(The exercise) Reproduce each of the records below verbatim, line for line, omitting the pictures from your copy.

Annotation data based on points

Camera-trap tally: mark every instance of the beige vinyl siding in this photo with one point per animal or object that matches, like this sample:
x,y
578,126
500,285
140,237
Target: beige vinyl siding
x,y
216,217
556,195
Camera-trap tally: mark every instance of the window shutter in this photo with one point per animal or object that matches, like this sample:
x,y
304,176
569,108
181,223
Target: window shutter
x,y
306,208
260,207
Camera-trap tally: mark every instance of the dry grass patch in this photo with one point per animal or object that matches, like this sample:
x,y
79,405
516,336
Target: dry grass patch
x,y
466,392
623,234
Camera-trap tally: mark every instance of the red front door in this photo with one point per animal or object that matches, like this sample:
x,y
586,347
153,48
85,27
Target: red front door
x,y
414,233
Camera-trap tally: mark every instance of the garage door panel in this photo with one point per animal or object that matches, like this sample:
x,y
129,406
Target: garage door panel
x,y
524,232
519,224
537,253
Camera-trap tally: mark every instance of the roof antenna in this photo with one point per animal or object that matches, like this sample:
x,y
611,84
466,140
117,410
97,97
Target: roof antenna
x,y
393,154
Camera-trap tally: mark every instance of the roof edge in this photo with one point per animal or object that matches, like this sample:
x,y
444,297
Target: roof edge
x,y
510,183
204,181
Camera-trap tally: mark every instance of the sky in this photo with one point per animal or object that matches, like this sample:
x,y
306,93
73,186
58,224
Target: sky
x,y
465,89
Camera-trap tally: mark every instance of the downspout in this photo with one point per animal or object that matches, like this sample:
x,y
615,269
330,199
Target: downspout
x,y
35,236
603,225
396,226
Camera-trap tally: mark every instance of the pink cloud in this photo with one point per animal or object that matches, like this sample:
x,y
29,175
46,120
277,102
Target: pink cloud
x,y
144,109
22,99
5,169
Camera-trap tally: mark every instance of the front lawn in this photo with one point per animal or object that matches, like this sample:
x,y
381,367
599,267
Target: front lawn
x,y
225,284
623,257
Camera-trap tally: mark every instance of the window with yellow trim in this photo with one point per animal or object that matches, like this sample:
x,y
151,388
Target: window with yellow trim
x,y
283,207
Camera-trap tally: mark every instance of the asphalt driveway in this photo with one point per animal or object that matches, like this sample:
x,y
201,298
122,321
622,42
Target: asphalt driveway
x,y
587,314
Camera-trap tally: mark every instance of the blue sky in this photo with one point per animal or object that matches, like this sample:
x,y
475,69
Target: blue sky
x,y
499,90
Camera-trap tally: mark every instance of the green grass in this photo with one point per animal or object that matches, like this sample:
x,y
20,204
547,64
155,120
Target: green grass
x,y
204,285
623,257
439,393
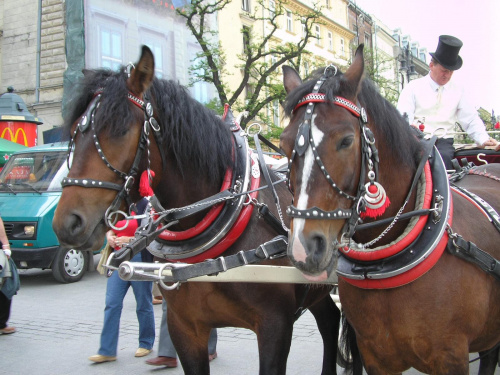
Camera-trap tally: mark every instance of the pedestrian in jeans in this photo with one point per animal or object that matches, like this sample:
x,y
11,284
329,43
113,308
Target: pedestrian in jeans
x,y
167,356
5,295
115,293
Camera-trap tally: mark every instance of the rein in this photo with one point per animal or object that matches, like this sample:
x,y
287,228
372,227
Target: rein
x,y
85,123
369,160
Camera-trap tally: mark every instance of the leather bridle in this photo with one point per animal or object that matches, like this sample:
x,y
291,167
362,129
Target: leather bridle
x,y
85,123
305,139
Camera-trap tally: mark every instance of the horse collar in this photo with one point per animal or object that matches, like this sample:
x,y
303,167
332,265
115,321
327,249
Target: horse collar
x,y
85,123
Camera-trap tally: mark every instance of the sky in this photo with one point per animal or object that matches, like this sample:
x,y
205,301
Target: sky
x,y
476,23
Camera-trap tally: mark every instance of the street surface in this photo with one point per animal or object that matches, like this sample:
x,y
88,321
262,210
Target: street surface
x,y
58,328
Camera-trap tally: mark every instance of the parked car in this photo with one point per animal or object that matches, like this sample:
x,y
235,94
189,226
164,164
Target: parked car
x,y
30,188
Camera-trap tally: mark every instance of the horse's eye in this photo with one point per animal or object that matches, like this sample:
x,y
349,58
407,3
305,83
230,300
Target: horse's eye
x,y
346,142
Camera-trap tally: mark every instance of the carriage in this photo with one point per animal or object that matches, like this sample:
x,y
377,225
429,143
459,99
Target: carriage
x,y
160,126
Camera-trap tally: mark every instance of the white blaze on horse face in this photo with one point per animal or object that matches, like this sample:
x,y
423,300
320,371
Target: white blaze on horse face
x,y
298,250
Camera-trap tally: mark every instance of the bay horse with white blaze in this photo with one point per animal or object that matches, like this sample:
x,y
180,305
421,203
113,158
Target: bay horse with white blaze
x,y
132,121
355,163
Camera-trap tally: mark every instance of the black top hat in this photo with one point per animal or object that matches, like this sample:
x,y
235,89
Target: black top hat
x,y
447,52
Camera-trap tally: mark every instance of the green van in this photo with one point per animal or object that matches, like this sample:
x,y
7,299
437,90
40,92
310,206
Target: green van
x,y
30,188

(Answer to this task)
Camera-trap tally: mark every instance of the beige vinyl siding in this photo with one point per animal or object that matches, like this sample:
x,y
578,126
500,285
140,237
Target: beige vinyl siding
x,y
216,217
556,195
Camera-trap tally: mark every instance of the window shutter in this photo with one point per animal or object that matches, like this sample:
x,y
304,176
569,108
181,223
Target: window shutter
x,y
306,208
260,207
Camera-trap tally: mark every instance of the dry grass patch in this photo with one point per animal or object that matches, like this sample:
x,y
79,405
516,336
Target: dry grass patch
x,y
466,392
623,234
Camera-trap tally: mark every instance of the red front door in this photo with one point per animal or object that matches, like this sample:
x,y
586,347
153,48
85,27
Target: red front door
x,y
414,233
Camera-trap tally: mark every instance of the garage door panel in this photo with one point per animal or object that matches, like this sample:
x,y
129,406
Target: garage door panel
x,y
524,232
519,224
537,253
Camera-trap tally: mark every instance of the roof antenna in this photo with one point per animal or object that matches, like this sample:
x,y
611,84
466,140
117,410
97,97
Target: roof antenna
x,y
393,154
Camera-trap tally: mark every instance of the roof edge in this photo with one point per animal or object that matches, like this sample:
x,y
444,297
Target: roof edge
x,y
510,183
204,181
Camera-trap tally: mark every instance of the sky in this photo with one point per animal or object that matches, like this sample:
x,y
306,93
73,186
58,224
Target: sky
x,y
465,89
Camera-trap tally: mark every instance of the downspout in this photo with one point per animal or object that matches, like this sample:
x,y
615,269
330,199
Target: downspout
x,y
35,236
603,225
396,226
Camera-trap tally: mark every instance of the pink cloud in this photo with one point per animal or object that matches, like this sample:
x,y
29,175
46,120
277,102
Target: pink cloud
x,y
144,109
22,99
5,169
Camera-trap tally: mark every instance of the front lawn in this photo with one point per animal or object that matches, like this sample:
x,y
381,367
599,267
Target: front lawn
x,y
225,284
623,257
Camera-trap tally: mark every instance of the window with yellow trim in this photo with one point per animal or object that matches, like this sample:
x,y
151,388
Target: window with yellow trim
x,y
283,207
Camera-trap tally: mark every instance of the asphalt driveway in this photo with one point per animal or object that matches, like this sample:
x,y
201,298
122,321
622,42
Target: asphalt driveway
x,y
587,314
Camera-trap tally: mark every instance of the blue sky in this photo with one point per animal or object that matches, like this sample:
x,y
475,69
Target: blue sky
x,y
499,90
Camera-trap tally: mark every instance of the green grass in this photo with one point per animal or object that matches, like this sample:
x,y
20,204
547,64
155,120
Target: green grass
x,y
204,285
623,257
439,393
Camera-trap tally: mark every instance of the pedestrian in jeans in this photo with one point per animal or object that matches, like this sample:
x,y
11,284
329,43
113,308
Target: pedestrian in jeans
x,y
167,356
5,295
115,293
Camera-trap tally: mark every instance of the rein in this photo with one point per animal or object that matches, like this sample:
x,y
287,228
372,227
Target: rein
x,y
85,123
369,160
Camera-trap tally: mark every instance of the leather bridle in this photo with one point per animal or object that matches, like this sample:
x,y
291,167
362,129
Target: leather bridle
x,y
85,123
305,139
Camera-trap tally: mark every instance of the horse collar in this photo with one point per animal or object that matches, like this sample:
x,y
303,167
332,265
115,321
327,249
Target: horse collar
x,y
85,123
Camera-trap tally: mark every instance of the sky in this photo with one point per animal or object that matches, like this sample:
x,y
205,301
Target: sky
x,y
476,23
Camera-trap tally: mark every instance of the street surface in this photo with one point per animal or object that matches, like this sample:
x,y
88,321
262,210
Target: street surface
x,y
58,328
Camera-trap tally: mark every instance of the parked car in this photo with one point per animal or object that matches, like this sample:
x,y
235,94
189,226
164,164
Target: parked car
x,y
30,188
Camera-trap tally: mark every instance of the horse's eye in this photo with one point per animal or object that matches, like this sample:
x,y
349,58
407,3
305,83
230,300
Target: horse's eye
x,y
346,142
Camera-trap tally: mark every instance of the carriage in this photo with one point per animal or object that matches, like this sample:
x,y
377,225
429,143
459,99
Target: carriage
x,y
160,126
Camera-trap tally: mark every instance of the white blaze on horse face in this photo with one point per animal or object that matches, like this sample:
x,y
423,300
320,371
Target: white blaze on horse face
x,y
298,250
Camera-trap tally: mark every instance of the bay horse with white blaze in this photo with one point per animal or object that matches, like this sample:
x,y
180,305
421,203
113,158
Target: bay horse with white blaze
x,y
132,121
355,163
Camera-trap tally: mark every instance of the black top hat in this photo with one point per animal or object that matches, like this sample:
x,y
235,89
Target: black top hat
x,y
447,52
Camera-trap tally: mark every instance of the green van in this photo with one point per animal or object that matches, like this sample:
x,y
7,299
437,90
40,92
310,206
Target: green van
x,y
30,188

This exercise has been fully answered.